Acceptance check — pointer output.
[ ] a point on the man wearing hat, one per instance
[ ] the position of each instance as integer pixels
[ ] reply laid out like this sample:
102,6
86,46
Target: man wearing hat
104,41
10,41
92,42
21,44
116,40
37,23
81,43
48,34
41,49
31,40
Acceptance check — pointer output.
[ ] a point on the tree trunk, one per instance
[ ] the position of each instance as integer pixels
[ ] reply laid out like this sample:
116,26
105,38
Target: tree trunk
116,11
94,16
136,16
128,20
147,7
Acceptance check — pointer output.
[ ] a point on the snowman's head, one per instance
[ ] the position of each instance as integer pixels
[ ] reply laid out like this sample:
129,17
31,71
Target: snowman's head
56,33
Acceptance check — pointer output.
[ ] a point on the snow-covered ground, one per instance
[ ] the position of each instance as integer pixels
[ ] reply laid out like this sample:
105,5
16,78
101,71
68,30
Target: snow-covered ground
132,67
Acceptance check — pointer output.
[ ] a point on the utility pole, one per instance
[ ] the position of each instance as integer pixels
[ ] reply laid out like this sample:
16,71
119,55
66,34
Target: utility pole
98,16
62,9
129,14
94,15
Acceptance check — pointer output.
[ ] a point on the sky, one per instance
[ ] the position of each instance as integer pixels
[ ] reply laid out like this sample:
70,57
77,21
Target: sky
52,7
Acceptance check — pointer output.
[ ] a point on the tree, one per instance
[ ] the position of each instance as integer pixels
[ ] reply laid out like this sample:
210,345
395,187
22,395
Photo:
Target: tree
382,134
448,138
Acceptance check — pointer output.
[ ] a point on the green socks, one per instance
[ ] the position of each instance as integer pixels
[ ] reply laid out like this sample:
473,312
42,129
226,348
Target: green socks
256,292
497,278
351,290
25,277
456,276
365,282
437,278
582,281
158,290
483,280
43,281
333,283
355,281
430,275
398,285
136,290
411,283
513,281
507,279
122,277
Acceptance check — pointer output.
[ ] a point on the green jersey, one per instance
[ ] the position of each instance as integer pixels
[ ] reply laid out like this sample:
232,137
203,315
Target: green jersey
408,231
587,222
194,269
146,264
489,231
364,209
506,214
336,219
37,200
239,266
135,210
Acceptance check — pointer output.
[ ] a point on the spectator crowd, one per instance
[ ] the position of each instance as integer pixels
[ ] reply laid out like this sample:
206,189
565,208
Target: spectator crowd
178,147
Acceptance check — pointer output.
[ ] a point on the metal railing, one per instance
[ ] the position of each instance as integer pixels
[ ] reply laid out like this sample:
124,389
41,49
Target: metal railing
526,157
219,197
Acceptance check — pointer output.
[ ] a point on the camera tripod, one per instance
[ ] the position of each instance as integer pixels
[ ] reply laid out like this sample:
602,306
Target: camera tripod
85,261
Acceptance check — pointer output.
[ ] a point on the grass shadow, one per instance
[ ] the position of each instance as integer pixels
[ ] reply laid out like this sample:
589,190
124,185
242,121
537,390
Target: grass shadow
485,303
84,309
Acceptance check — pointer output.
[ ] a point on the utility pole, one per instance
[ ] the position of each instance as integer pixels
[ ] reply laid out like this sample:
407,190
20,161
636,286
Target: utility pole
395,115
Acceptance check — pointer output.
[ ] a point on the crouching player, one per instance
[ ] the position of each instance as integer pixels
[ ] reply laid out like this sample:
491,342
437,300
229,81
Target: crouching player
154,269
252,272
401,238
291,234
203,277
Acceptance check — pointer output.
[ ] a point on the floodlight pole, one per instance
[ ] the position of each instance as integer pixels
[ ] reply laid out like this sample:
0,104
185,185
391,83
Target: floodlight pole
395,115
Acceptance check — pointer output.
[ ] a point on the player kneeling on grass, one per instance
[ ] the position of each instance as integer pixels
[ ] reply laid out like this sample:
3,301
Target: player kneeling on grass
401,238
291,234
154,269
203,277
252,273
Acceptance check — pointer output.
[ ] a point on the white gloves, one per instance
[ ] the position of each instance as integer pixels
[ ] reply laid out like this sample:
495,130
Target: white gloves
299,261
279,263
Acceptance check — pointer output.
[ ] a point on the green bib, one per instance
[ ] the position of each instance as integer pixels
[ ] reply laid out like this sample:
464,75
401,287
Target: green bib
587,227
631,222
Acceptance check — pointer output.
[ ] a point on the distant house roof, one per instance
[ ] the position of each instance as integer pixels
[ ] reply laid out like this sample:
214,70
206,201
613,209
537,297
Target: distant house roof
====
— What you will do —
Pull out every line in the entries above that contains the word "crouching", and copy each one unchanged.

— Exercise solution —
[ ] a point on the crouching player, one per instance
Target: crouching player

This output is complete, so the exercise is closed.